*Given task:* Count the lines in the material below that contain the string "reflection", and reply with that number alone.

*Provided records:*
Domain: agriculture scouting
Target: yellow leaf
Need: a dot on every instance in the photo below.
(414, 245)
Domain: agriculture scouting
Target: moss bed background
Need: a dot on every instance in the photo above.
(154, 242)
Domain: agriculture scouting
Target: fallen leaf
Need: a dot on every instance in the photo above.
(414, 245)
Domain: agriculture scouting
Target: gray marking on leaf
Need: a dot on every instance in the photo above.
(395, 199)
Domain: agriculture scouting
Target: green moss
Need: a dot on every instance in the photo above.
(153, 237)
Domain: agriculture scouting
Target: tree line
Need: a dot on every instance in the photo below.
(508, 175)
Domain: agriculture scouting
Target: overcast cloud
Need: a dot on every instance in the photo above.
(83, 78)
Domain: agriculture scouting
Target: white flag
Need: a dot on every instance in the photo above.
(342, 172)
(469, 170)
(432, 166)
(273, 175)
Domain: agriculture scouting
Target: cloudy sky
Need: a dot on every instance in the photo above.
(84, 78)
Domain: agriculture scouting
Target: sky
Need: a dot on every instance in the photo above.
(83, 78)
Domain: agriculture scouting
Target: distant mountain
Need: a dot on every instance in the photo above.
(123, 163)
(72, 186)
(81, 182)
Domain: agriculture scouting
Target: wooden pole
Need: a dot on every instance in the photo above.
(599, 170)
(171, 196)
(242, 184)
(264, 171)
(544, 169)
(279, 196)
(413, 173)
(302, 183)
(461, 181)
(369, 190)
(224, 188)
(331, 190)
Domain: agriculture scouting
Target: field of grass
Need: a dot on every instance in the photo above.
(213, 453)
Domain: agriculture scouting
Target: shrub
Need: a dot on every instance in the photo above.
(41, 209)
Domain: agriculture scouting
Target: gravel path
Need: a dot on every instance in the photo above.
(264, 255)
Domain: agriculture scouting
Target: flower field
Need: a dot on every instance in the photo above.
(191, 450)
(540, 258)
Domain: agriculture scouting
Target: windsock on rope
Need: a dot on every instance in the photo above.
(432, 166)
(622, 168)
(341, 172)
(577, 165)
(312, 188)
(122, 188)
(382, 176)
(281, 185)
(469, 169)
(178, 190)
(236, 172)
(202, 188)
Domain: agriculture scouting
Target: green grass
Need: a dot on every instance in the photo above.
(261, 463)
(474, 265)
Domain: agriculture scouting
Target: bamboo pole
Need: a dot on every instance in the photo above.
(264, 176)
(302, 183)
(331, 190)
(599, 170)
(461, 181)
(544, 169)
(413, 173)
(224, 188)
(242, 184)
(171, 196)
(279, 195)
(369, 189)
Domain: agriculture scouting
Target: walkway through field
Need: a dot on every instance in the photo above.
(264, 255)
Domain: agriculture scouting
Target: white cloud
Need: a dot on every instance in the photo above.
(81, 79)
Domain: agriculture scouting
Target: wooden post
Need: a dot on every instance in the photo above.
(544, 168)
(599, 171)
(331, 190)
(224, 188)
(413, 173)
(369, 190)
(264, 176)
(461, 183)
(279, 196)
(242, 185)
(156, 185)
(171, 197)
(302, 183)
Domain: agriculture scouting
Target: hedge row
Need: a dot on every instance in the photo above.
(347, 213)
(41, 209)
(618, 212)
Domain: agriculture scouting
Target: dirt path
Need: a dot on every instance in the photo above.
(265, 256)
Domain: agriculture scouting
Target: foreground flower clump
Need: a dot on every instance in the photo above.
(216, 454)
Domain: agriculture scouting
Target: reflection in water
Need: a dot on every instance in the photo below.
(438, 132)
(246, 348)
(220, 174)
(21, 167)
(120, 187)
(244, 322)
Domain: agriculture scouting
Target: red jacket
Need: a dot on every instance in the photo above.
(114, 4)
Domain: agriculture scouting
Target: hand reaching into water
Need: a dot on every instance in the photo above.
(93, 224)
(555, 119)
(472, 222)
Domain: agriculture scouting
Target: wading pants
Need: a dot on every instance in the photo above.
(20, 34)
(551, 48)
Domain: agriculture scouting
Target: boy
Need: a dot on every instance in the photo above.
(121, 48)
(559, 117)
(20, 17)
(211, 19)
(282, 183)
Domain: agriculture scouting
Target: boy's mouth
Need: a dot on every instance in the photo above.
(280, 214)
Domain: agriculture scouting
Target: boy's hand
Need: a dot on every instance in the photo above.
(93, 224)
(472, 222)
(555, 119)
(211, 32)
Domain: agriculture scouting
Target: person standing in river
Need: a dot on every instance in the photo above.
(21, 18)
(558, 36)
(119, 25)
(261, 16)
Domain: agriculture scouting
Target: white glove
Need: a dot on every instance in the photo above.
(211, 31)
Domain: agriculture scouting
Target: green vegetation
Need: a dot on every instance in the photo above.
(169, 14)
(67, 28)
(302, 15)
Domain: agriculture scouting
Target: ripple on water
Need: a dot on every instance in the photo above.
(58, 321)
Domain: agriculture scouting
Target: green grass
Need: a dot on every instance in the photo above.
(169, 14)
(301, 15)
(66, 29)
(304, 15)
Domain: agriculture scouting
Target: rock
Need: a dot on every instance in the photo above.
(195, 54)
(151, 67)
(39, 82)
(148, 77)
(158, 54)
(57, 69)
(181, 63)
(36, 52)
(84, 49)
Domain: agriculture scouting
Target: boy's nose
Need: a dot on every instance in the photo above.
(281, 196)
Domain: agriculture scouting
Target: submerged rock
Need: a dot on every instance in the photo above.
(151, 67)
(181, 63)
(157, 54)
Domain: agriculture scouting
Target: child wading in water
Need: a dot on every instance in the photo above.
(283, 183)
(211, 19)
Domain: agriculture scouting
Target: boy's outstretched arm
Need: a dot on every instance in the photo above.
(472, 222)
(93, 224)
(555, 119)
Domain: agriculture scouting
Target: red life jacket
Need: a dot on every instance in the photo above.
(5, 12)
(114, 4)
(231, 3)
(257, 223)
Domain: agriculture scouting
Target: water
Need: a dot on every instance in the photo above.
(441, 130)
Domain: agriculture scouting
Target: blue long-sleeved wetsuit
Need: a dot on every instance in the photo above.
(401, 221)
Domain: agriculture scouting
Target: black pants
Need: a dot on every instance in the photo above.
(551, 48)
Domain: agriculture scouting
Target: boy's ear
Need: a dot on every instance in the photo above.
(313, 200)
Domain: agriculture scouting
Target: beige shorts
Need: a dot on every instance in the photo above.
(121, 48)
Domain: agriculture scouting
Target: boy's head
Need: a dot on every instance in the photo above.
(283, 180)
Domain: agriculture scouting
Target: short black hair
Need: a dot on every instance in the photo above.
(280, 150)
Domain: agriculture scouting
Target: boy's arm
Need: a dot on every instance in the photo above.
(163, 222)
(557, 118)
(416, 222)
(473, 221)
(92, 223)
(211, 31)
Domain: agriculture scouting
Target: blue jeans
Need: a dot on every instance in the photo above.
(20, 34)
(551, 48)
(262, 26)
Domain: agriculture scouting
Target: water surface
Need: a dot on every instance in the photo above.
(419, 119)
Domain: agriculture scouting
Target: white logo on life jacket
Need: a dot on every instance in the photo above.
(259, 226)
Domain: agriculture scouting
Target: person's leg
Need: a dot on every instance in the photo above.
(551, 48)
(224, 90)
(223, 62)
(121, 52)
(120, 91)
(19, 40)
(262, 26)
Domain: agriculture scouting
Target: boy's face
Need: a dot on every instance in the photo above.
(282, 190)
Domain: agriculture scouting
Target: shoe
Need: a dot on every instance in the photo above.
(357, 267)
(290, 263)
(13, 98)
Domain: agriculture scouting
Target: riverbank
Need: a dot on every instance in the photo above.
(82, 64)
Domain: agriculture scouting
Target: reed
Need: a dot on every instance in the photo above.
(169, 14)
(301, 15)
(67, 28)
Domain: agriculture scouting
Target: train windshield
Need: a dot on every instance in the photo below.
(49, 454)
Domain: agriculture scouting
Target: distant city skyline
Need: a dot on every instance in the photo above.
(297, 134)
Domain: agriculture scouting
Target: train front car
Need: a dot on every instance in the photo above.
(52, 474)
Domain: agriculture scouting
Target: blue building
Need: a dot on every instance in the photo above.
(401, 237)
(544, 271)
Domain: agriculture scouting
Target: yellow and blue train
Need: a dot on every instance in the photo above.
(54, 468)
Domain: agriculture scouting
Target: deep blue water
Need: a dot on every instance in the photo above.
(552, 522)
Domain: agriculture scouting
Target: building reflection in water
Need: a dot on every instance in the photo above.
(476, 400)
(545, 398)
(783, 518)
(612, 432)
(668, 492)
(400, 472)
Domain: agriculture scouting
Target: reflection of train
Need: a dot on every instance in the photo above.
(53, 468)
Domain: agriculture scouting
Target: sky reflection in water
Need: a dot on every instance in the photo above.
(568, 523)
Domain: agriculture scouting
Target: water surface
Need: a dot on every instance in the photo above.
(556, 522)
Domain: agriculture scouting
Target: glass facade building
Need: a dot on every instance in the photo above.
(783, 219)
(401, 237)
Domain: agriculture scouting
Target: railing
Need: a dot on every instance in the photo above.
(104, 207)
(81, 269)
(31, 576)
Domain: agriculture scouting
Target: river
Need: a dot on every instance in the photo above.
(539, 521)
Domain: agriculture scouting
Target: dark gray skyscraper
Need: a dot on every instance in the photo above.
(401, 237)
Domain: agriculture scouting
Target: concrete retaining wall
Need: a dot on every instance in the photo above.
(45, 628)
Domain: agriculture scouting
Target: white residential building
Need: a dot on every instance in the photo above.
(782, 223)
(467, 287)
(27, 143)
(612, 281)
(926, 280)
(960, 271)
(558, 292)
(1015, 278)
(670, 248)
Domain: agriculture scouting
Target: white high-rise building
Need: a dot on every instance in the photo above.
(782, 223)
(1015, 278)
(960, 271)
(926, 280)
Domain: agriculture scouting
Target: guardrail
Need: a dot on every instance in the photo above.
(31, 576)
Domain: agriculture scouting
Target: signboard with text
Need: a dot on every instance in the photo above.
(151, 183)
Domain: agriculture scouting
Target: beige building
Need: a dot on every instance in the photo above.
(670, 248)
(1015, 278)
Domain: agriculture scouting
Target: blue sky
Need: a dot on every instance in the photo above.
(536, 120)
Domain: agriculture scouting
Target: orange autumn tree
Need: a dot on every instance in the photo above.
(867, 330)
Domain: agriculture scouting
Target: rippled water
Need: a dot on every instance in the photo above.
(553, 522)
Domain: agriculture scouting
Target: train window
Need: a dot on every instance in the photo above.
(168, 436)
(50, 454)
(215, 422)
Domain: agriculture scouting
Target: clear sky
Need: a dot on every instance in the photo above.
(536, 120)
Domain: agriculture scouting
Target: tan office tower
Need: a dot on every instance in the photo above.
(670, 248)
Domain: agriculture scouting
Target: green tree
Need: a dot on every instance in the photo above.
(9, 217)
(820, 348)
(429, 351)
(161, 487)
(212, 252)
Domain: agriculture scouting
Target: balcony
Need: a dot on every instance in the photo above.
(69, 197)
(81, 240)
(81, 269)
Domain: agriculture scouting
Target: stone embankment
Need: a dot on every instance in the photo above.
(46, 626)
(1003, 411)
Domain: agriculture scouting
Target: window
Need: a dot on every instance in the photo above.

*Task solution:* 4